Format the items as a two-column CSV with the headers item_text and item_answer, starting with the line that contains "Detect desert shrub in this photo." and going on through the line that contains "241, 476, 441, 522", both ends included. Give one row per item, put each field in quotation marks, and turn line breaks into spaces.

- - - -

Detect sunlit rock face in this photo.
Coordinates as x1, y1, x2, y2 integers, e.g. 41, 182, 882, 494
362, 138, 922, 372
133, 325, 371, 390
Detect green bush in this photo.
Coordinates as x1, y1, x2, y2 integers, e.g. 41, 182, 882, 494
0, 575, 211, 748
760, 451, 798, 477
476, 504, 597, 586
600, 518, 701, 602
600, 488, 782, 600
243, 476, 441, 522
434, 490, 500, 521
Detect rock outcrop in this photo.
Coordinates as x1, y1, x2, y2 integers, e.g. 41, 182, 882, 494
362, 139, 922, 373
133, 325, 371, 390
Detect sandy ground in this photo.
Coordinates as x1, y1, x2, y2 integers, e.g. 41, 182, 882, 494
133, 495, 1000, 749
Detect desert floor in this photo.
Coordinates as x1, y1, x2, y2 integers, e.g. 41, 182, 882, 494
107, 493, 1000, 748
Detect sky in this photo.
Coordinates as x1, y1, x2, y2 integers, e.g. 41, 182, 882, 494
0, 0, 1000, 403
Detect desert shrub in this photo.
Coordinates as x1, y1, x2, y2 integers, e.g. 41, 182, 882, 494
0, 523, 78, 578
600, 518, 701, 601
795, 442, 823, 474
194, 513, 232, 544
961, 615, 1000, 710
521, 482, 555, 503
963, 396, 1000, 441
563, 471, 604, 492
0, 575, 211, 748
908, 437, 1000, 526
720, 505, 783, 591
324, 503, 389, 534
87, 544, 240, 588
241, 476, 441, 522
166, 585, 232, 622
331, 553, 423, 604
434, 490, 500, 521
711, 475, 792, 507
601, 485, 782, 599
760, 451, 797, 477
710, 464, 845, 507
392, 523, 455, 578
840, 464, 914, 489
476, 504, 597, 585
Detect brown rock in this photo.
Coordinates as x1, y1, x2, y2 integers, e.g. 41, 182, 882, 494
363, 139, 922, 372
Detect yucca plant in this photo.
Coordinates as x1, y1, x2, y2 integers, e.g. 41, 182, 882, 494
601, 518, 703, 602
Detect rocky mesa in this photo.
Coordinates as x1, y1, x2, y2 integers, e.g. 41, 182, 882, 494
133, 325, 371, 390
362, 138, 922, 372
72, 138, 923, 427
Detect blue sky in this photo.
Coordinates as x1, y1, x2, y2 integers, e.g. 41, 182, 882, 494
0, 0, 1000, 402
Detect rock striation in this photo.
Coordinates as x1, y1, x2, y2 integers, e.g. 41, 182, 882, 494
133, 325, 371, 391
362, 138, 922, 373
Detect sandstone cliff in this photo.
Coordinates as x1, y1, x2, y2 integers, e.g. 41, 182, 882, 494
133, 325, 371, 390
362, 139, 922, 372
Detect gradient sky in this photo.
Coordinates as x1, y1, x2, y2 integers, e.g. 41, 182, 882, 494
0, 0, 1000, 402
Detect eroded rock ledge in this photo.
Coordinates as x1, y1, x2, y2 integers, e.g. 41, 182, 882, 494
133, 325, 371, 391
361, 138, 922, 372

- - - -

- RESULT FOR THIS EXERCISE
item_text,item_answer
"Detect desert shrub in this photo. Coordinates as x1, y1, x2, y2 integers, e.g. 41, 182, 882, 494","0, 523, 78, 578 600, 518, 701, 601 795, 442, 823, 474 194, 513, 232, 544 961, 615, 1000, 710 521, 482, 555, 503 963, 396, 1000, 441 563, 471, 604, 492 0, 575, 211, 748 908, 437, 1000, 526 720, 505, 783, 591 324, 503, 389, 534 87, 544, 240, 588 241, 476, 441, 522"